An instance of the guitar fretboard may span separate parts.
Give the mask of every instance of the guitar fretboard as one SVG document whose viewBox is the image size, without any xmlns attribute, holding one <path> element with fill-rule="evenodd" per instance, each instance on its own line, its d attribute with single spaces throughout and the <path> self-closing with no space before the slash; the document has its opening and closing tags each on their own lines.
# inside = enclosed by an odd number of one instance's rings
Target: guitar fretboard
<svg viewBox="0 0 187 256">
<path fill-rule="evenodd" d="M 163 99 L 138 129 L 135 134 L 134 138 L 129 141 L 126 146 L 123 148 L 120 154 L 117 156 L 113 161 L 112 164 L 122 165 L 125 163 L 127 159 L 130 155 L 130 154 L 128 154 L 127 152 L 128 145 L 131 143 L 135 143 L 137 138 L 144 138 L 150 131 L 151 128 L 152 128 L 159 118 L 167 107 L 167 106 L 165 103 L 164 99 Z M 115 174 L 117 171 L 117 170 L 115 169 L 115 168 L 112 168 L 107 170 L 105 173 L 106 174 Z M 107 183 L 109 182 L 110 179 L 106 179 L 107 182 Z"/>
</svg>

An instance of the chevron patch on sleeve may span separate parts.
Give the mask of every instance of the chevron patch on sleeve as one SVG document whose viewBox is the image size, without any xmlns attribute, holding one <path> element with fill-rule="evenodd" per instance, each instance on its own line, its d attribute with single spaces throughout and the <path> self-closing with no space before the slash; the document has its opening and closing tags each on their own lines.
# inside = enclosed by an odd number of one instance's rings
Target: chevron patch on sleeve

▸ EXERCISE BRIEF: All lines from the one that contains "An instance of the chevron" through the end of the material are to be quoted exactly, with both ends included.

▸ RESPONSE:
An instance of the chevron patch on sleeve may span separate parts.
Give the mask of every instance of the chevron patch on sleeve as one SVG document whose viewBox is the image size, without any xmlns attribute, holding one <path> element with fill-rule="evenodd" per instance, each instance on its own line, its d attribute with single spaces throughout and the <path> self-closing with no space before the slash; the document has its opening and closing tags each on their own lines.
# inside = enclosed by an odd number of one instance's rings
Target: chevron patch on sleeve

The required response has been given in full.